An exact copy of all entries is the expected answer.

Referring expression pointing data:

++++++++++++++++++++

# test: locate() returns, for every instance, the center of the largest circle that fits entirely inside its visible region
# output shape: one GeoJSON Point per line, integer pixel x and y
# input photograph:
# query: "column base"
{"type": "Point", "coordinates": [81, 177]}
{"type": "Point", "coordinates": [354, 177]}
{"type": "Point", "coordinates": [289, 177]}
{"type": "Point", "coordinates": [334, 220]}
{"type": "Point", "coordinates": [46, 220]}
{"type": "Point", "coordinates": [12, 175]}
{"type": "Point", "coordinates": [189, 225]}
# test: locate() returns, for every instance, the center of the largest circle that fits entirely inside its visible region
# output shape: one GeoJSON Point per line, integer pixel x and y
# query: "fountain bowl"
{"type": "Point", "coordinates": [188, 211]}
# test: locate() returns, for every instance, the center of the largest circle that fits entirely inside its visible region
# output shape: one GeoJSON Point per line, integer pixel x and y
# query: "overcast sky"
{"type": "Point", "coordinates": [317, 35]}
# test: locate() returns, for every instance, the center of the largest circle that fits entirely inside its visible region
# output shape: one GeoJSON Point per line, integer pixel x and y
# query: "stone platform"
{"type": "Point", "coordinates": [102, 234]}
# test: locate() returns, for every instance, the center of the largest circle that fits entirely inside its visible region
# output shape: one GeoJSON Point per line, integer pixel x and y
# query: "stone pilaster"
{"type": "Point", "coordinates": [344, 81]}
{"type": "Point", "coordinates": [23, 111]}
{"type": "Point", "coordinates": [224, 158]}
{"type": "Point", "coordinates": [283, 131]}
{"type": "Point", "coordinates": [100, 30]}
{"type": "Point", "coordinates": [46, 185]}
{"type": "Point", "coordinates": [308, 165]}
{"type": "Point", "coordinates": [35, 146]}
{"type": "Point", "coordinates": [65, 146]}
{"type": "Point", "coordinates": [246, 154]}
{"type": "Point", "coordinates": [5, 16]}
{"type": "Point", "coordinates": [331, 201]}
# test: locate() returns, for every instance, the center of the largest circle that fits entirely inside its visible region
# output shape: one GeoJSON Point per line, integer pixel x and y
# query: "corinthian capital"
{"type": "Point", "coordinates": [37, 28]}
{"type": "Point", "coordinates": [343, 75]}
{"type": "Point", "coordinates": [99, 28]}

++++++++++++++++++++

**SOLVED PROBLEM:**
# test: locate() returns, for every instance, the center of the largest circle that fits entirely inside its visible region
# output shape: one GeoJSON Point per line, integer pixel x and y
# input photograph:
# query: "column base"
{"type": "Point", "coordinates": [81, 177]}
{"type": "Point", "coordinates": [354, 177]}
{"type": "Point", "coordinates": [289, 177]}
{"type": "Point", "coordinates": [334, 220]}
{"type": "Point", "coordinates": [46, 220]}
{"type": "Point", "coordinates": [12, 175]}
{"type": "Point", "coordinates": [189, 225]}
# test: locate() returns, for every instance, the center of the largest circle that fits entirely inside its visible region
# output shape: one GeoJSON Point per line, integer pixel x and y
# query: "fountain bowl"
{"type": "Point", "coordinates": [188, 211]}
# test: locate() returns, for every instance, the center of the largest circle that fits entirely inside its visible region
# output shape: one GeoJSON Point per line, integer pixel x and y
# query: "overcast sky"
{"type": "Point", "coordinates": [317, 35]}
# test: locate() returns, for every instance, the center of the largest circle that fits entirely inside its visible region
# output shape: one GeoJSON Point per line, integer pixel x and y
# query: "stone platform"
{"type": "Point", "coordinates": [102, 234]}
# test: locate() returns, for every instance, the center of the largest circle that fits entirely inside its visible region
# output shape: one GeoJSON Point per line, integer pixel x and y
# query: "stone pilaster"
{"type": "Point", "coordinates": [344, 81]}
{"type": "Point", "coordinates": [23, 111]}
{"type": "Point", "coordinates": [224, 158]}
{"type": "Point", "coordinates": [283, 131]}
{"type": "Point", "coordinates": [100, 30]}
{"type": "Point", "coordinates": [46, 185]}
{"type": "Point", "coordinates": [308, 165]}
{"type": "Point", "coordinates": [35, 146]}
{"type": "Point", "coordinates": [65, 146]}
{"type": "Point", "coordinates": [246, 154]}
{"type": "Point", "coordinates": [5, 16]}
{"type": "Point", "coordinates": [331, 201]}
# test: locate() returns, for every instance, the center of the largest circle that fits entirely inside its visible region
# output shape: one GeoJSON Point per line, integer pixel x and y
# query: "corinthian capital"
{"type": "Point", "coordinates": [37, 28]}
{"type": "Point", "coordinates": [343, 75]}
{"type": "Point", "coordinates": [99, 28]}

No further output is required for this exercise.